Work required:
Work out how many lines of the data contain "Question" and reply with that number alone.

[Dataset entries]
++++++++

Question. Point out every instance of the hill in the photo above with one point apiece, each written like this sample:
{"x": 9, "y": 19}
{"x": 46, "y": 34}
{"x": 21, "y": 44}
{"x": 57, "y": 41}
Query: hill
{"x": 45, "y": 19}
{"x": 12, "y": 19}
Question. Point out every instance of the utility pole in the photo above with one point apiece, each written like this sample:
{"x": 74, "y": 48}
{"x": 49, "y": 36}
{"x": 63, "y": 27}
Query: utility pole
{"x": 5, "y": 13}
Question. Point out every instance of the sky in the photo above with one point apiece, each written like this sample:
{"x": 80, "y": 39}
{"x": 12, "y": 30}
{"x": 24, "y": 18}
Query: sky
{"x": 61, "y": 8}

++++++++

Answer to this exercise:
3